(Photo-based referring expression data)

+++

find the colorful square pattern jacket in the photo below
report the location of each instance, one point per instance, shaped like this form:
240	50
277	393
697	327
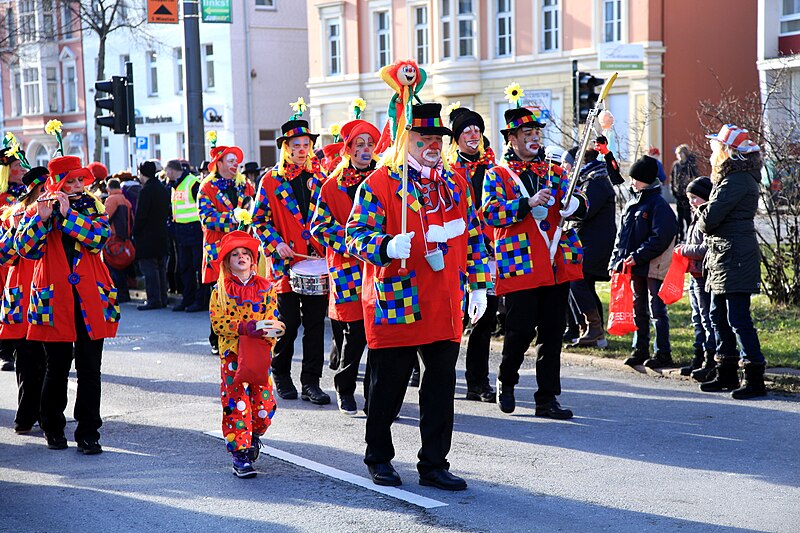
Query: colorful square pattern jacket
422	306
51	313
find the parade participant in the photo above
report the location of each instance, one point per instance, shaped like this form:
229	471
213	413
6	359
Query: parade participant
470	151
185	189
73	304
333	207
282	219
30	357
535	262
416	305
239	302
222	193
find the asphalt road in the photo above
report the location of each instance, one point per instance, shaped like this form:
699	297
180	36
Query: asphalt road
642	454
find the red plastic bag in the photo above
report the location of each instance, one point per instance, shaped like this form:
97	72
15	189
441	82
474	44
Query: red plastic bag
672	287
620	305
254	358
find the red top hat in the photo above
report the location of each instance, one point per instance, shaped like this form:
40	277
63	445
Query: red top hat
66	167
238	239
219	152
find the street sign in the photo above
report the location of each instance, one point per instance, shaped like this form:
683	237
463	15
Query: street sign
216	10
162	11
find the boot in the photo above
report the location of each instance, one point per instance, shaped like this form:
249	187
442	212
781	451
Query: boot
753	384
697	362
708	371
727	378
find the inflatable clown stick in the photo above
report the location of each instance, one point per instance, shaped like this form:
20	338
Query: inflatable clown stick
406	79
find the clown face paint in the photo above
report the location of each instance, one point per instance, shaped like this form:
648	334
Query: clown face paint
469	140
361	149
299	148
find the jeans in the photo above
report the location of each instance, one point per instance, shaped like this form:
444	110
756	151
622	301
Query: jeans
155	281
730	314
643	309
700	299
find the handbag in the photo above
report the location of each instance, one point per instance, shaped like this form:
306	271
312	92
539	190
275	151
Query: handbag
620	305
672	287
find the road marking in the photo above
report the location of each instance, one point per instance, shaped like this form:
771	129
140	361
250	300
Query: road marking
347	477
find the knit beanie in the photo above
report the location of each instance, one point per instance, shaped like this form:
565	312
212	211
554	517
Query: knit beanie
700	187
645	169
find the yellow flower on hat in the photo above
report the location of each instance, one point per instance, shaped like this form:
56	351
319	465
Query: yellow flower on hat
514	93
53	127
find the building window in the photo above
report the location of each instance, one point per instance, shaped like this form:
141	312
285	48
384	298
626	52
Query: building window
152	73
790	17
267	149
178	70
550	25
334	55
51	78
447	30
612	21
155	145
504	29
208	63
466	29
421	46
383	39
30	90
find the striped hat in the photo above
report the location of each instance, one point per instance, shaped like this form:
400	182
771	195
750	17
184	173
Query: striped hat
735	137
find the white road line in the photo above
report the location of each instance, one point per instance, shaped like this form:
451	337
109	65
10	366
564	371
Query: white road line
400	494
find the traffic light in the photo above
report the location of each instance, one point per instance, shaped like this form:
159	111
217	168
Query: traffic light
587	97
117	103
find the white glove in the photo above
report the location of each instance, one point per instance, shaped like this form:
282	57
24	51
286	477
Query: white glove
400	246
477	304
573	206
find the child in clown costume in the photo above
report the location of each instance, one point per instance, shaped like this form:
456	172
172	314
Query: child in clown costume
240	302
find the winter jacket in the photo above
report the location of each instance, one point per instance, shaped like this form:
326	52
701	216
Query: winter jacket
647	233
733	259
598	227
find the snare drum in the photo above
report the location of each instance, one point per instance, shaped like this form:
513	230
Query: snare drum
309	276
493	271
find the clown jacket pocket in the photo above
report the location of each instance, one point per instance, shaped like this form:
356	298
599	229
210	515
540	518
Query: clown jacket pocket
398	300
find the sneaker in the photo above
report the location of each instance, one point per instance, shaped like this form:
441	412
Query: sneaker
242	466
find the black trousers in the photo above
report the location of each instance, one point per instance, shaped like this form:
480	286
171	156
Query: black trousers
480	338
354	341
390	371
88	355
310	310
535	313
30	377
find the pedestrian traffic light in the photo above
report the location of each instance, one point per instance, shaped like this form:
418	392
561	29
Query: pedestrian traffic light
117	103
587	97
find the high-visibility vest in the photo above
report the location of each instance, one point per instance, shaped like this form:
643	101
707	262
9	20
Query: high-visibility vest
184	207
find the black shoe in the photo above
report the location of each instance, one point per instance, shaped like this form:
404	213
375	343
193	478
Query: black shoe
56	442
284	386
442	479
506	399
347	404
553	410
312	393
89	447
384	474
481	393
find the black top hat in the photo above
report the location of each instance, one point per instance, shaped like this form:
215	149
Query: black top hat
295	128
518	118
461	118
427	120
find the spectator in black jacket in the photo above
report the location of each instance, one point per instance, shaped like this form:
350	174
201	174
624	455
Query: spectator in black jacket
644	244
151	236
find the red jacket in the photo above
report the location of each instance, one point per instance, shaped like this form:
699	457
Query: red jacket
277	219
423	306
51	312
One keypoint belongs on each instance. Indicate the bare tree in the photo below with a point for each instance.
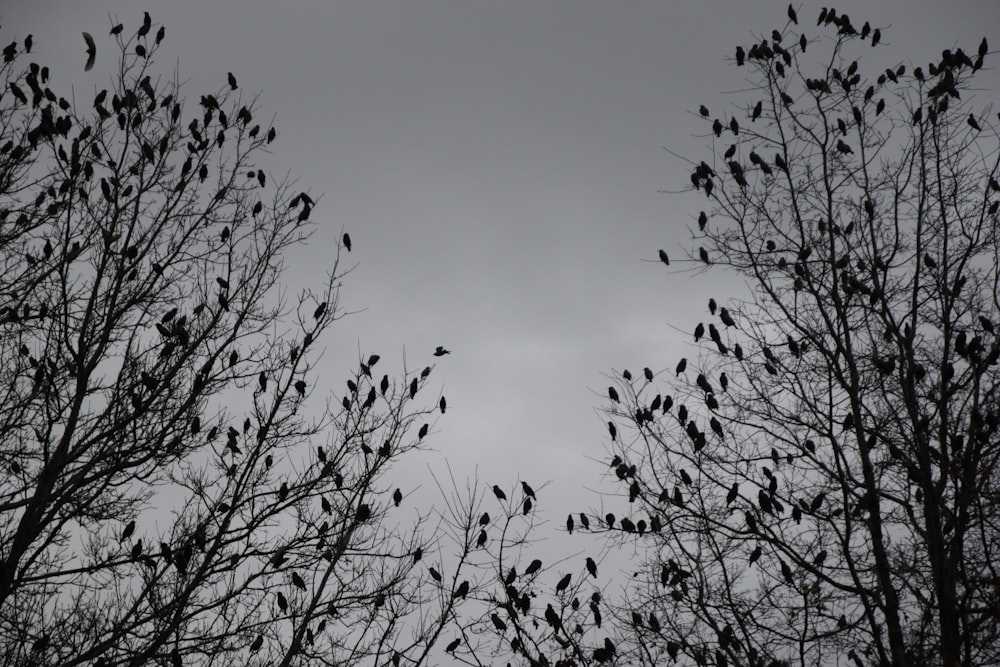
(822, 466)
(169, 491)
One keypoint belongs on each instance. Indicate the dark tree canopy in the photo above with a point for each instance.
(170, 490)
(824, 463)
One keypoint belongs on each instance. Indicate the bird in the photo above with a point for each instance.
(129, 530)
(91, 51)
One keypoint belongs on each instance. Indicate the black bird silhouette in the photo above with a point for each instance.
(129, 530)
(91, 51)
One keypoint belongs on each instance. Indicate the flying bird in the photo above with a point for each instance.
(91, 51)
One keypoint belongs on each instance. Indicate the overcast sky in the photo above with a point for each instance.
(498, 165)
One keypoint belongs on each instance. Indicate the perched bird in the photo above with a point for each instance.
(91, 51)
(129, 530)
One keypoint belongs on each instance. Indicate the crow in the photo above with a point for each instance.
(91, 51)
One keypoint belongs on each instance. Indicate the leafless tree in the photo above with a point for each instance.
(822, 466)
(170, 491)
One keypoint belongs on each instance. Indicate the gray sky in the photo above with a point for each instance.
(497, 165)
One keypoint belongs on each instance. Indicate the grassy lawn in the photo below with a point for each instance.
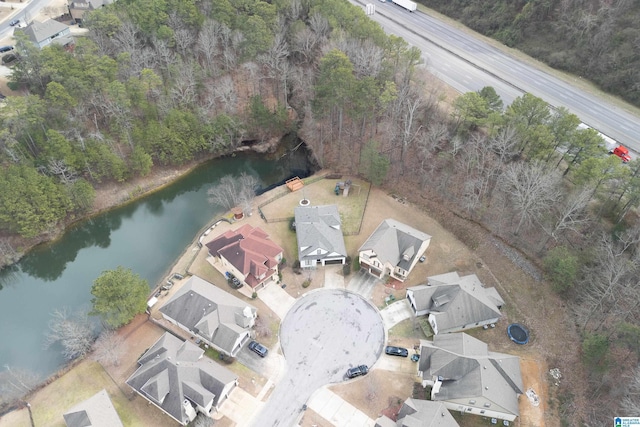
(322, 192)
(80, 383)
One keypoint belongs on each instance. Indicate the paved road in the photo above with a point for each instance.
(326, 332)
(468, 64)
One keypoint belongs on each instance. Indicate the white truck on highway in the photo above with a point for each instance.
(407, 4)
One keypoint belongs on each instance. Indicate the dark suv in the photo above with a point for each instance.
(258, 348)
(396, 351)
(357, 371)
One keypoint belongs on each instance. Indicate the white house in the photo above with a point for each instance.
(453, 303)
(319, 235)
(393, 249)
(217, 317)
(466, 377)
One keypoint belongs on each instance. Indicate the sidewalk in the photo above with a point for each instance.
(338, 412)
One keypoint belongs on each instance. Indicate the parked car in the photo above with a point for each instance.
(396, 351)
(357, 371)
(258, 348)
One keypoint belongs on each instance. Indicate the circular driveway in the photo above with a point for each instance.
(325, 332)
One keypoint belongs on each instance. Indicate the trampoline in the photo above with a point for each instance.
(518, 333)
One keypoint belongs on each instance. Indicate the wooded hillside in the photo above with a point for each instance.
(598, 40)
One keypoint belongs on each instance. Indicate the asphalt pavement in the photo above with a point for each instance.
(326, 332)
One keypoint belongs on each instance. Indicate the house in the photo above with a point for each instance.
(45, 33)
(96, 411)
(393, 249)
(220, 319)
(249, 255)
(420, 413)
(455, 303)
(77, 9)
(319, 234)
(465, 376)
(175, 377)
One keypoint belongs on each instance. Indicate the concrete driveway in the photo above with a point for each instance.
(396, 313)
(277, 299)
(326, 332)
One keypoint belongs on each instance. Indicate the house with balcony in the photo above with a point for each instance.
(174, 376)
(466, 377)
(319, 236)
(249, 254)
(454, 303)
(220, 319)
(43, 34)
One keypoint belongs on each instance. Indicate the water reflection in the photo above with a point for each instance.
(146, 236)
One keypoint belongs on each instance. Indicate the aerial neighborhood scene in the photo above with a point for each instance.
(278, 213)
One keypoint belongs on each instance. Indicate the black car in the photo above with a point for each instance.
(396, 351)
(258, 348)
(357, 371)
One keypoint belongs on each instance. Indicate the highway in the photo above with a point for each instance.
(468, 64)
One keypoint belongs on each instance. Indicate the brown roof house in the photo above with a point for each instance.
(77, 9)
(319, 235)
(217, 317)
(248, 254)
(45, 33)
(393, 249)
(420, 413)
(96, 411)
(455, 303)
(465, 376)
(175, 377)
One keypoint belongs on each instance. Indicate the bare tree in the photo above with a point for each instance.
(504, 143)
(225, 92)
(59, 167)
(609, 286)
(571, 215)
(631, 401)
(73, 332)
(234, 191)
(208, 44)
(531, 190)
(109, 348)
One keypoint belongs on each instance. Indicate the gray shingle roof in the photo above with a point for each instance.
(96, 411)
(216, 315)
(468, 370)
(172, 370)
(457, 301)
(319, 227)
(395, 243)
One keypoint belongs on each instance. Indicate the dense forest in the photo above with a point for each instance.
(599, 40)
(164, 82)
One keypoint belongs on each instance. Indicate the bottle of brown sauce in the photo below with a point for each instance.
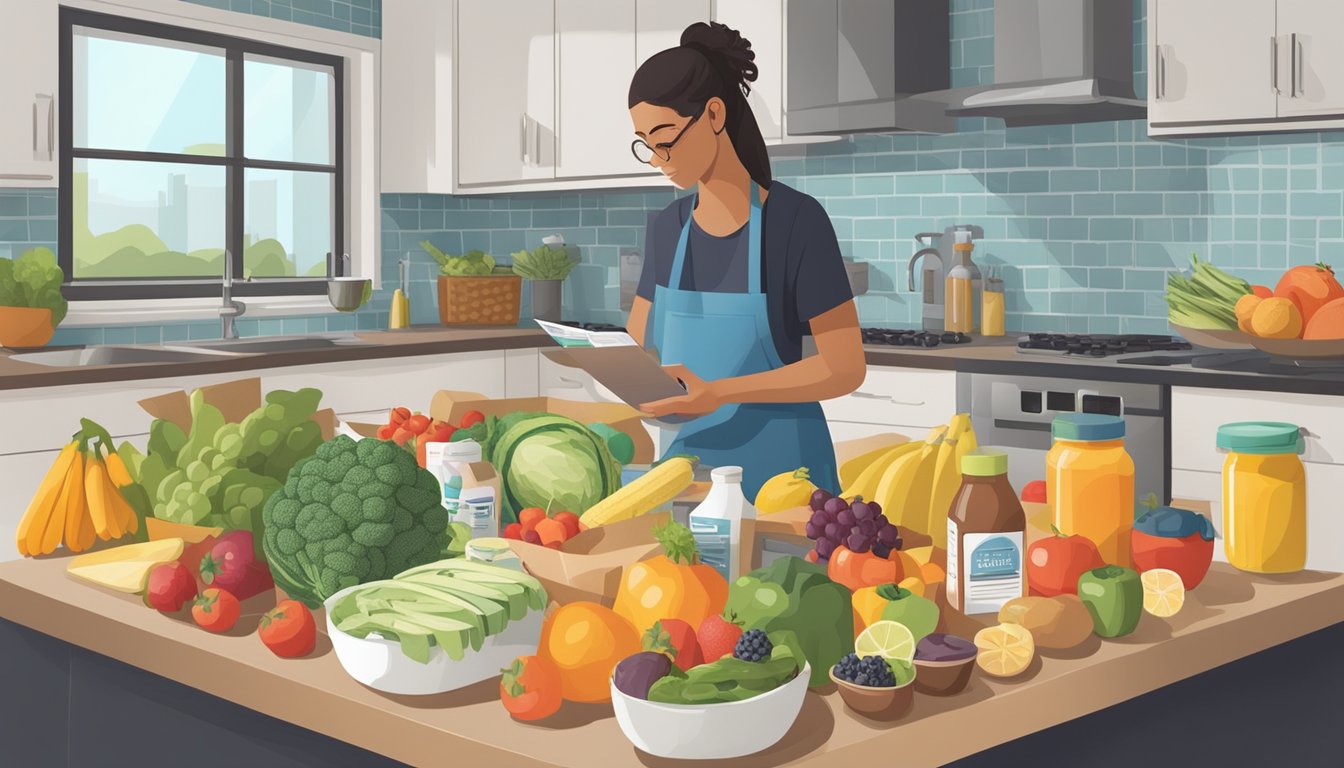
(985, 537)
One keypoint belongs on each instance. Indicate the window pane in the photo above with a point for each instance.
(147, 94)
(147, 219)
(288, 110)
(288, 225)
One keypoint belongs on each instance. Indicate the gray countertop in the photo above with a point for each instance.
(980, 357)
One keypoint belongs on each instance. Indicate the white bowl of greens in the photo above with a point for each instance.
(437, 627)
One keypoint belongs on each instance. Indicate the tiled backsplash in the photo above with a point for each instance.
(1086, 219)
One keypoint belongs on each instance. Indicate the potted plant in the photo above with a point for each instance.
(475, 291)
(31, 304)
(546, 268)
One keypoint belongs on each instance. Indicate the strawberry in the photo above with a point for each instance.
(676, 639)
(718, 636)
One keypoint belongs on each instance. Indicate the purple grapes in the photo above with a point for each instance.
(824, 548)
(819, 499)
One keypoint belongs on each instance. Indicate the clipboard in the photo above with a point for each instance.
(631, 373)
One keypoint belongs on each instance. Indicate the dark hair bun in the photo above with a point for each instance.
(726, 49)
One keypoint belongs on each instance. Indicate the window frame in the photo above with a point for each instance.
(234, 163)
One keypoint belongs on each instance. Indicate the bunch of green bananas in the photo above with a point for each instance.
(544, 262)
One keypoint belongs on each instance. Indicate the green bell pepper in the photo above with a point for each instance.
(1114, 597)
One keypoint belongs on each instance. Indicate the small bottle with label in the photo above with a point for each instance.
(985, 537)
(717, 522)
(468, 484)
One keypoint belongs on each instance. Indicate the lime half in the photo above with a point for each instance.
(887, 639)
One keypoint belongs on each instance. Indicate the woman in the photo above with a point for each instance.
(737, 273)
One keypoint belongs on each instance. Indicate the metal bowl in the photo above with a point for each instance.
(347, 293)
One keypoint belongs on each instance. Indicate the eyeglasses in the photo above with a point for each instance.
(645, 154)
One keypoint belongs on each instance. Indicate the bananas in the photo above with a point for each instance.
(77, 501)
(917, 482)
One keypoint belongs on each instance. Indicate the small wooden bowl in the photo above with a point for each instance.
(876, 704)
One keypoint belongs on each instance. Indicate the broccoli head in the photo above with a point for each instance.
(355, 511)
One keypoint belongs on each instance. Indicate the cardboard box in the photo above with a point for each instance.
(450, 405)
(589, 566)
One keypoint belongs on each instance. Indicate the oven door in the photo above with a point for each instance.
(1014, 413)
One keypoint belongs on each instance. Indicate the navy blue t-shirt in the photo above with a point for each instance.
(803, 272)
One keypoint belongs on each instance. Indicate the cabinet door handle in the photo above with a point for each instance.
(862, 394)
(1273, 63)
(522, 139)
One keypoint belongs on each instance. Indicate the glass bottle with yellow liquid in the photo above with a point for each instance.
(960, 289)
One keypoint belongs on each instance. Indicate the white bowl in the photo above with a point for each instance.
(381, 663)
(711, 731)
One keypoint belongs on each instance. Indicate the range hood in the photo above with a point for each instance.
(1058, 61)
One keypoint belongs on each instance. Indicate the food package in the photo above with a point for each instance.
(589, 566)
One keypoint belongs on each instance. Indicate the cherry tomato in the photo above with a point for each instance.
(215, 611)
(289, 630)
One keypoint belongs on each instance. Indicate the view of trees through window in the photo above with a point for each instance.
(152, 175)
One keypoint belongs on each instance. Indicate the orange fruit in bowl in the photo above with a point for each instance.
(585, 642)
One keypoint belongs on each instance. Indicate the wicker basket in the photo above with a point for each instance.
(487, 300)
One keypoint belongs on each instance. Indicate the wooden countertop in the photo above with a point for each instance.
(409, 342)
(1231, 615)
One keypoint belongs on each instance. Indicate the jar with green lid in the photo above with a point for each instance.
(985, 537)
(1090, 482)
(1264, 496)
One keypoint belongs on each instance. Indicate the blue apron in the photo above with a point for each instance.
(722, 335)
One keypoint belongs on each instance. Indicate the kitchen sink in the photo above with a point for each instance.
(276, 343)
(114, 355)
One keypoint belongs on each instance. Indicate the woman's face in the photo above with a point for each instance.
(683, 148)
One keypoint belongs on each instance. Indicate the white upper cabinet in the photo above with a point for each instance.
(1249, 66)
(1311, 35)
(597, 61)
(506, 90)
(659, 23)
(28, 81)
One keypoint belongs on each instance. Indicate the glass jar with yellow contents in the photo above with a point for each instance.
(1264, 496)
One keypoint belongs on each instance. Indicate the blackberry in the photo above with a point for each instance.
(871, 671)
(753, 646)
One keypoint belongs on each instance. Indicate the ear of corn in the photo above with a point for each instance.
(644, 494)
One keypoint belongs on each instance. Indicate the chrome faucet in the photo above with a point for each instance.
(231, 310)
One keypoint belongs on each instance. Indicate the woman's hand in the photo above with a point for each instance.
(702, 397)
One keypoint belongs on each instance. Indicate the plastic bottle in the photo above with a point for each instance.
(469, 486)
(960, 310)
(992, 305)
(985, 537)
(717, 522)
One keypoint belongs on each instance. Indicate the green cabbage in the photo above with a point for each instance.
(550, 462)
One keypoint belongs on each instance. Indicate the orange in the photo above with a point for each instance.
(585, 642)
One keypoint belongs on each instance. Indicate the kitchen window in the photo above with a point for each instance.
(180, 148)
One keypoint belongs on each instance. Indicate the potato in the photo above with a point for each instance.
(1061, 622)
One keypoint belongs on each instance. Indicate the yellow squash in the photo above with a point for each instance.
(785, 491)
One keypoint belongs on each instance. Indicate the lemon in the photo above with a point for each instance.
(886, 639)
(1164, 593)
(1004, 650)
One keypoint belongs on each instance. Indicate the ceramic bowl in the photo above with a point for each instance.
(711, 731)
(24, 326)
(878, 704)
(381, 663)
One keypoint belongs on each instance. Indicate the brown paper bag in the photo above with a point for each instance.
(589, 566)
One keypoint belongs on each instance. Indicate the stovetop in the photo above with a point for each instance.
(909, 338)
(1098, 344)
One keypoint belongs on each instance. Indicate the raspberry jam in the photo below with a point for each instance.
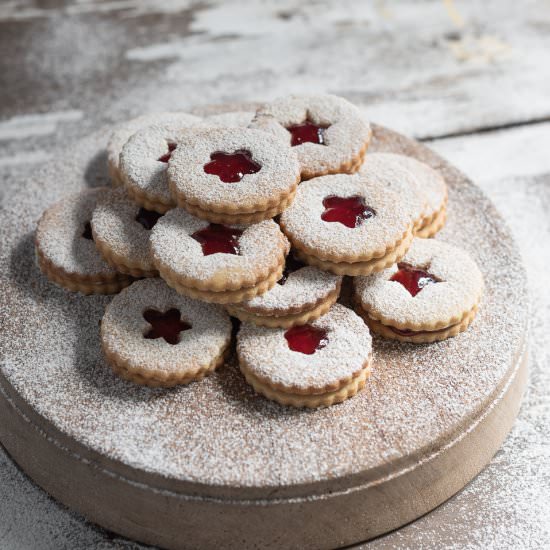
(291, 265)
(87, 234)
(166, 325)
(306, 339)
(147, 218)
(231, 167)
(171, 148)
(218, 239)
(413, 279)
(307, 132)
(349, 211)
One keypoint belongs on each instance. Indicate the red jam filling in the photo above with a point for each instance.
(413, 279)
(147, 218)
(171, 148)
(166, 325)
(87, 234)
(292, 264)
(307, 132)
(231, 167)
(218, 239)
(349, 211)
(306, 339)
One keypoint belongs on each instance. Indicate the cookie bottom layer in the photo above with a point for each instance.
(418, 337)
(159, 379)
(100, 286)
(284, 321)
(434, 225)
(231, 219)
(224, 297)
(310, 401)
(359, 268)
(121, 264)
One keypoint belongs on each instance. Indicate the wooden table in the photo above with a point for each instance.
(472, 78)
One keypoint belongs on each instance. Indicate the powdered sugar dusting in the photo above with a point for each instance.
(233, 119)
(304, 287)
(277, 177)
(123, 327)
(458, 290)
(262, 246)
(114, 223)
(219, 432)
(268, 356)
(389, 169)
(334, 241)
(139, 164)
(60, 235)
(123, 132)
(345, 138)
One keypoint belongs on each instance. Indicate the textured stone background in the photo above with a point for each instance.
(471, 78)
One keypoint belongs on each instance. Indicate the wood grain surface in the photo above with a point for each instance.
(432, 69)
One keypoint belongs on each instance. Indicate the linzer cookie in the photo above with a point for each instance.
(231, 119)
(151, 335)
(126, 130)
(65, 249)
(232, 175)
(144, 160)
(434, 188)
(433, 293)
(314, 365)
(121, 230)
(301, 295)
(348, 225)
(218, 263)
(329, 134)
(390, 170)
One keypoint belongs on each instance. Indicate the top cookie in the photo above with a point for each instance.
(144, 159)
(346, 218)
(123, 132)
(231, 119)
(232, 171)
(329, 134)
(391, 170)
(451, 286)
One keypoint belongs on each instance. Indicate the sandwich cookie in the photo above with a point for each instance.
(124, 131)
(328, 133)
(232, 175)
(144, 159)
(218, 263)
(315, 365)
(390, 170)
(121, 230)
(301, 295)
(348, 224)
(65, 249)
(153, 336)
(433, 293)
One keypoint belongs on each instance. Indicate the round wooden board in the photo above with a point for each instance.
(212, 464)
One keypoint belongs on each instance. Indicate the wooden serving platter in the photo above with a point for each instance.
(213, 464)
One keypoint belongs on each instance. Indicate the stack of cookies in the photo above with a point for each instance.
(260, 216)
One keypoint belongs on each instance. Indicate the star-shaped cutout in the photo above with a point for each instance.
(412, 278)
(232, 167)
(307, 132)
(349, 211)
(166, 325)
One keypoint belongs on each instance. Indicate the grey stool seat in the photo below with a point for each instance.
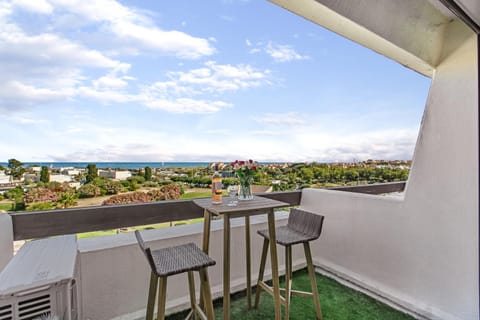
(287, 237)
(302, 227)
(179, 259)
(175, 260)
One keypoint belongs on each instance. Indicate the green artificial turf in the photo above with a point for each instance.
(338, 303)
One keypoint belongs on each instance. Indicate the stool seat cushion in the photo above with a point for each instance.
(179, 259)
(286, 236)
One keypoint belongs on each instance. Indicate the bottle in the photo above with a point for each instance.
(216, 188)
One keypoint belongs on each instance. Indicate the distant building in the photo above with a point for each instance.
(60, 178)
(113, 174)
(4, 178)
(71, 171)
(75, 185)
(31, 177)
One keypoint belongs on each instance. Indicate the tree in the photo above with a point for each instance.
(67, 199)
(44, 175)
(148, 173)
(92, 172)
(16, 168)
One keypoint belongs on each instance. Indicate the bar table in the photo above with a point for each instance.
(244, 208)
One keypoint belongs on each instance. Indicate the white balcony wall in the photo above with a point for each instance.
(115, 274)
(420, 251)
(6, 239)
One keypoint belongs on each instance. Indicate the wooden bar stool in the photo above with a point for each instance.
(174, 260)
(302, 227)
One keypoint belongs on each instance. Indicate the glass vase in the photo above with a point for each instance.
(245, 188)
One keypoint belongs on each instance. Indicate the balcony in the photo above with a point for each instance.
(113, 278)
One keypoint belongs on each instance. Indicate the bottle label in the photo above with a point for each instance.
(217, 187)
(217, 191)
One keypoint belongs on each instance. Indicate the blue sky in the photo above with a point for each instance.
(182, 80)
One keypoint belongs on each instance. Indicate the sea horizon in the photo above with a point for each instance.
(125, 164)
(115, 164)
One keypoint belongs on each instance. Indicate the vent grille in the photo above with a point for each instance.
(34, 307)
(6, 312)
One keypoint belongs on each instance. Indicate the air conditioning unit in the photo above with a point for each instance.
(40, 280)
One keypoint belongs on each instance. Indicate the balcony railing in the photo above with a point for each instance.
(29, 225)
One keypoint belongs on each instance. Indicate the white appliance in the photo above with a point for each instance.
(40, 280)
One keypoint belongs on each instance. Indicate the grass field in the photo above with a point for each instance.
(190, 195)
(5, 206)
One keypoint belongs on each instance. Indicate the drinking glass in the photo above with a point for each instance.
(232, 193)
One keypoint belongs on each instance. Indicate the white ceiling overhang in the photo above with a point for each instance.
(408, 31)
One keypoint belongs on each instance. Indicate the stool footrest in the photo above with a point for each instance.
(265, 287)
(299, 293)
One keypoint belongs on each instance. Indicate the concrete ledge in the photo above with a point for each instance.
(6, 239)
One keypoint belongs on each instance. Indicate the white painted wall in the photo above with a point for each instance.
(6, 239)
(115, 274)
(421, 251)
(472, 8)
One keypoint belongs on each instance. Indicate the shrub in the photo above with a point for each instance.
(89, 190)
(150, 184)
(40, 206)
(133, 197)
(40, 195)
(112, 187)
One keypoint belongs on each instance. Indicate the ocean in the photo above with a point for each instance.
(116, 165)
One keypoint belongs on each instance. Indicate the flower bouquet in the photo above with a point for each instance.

+++

Return only the part of the records above that opens with the line containing "find the white road line in the photo above" and closes with the line containing "find the sneaker in the photo above", ends included.

- EXERCISE RESULT -
find the white road line in the photo above
report the location of each instance, one point per instance, shaped like this form:
451	337
109	65
10	366
564	371
Query: white road line
400	494
find the traffic light in the photo above
report the location of each instance, one point per instance, shaped like this form:
159	111
217	168
Query: traffic light
587	97
117	103
find the white glove in the photo above
report the location of each instance, one point per instance, shaped like this form:
282	57
24	51
286	477
Query: white glove
400	246
477	304
573	206
find the child in clown costume in the photo above
report the location of each instance, one point per instance, shaped like this form:
456	172
172	314
Query: child in clown costume
240	302
find the winter jacket in the photo above
report the location of each instance, one point per instance, shaped like this form:
326	52
701	216
Query: winter jacket
647	233
733	259
598	227
find the snare drum in the photo above
report the location of each instance, one point per instance, shaped like this form:
513	230
Query: snare drum
309	276
493	271
find the clown jacket pocket in the photo above
report the location of each instance, one point per instance, shaped like this form:
356	298
599	229
210	515
540	518
Query: clown jacket pocket
398	300
find the sneaker in the photo above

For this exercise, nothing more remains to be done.